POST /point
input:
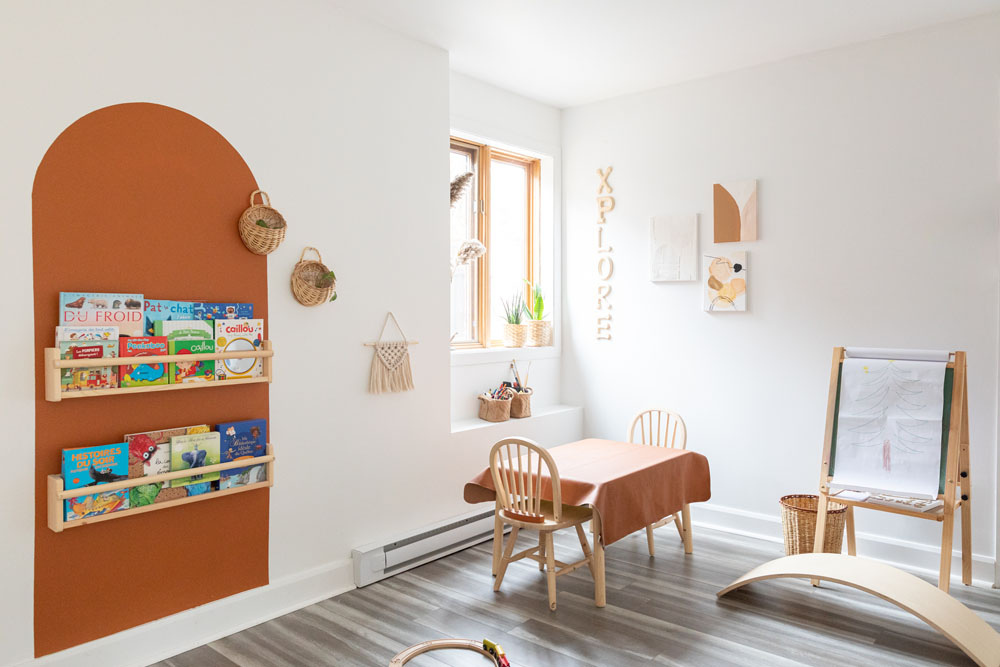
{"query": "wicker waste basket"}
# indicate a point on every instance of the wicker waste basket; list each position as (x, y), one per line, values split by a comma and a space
(798, 522)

#### [Set exercise]
Retype every row above word for word, leaving the pictures out.

#### [The completed task]
POST /point
input:
{"query": "wicker waste basket"}
# indicate a point on every instance of the wicker waste basket; list each position as (x, y), one per line, values split by a comma and a space
(798, 522)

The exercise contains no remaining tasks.